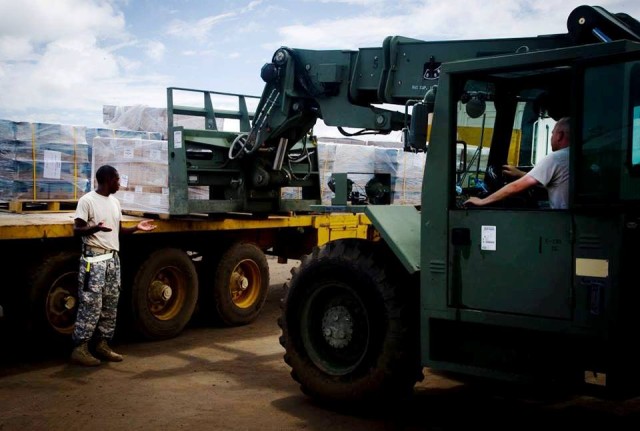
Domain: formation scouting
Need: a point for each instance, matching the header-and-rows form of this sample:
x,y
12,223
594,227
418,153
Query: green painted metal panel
x,y
515,262
399,226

What to do: Pictures stay out; everything else in the records gets copied exactly.

Expected output:
Domain: formation scouting
Need: a point for each instance, matching the header-and-rows form of this sample:
x,y
12,223
594,227
418,153
Query: green painted metal panel
x,y
515,262
399,226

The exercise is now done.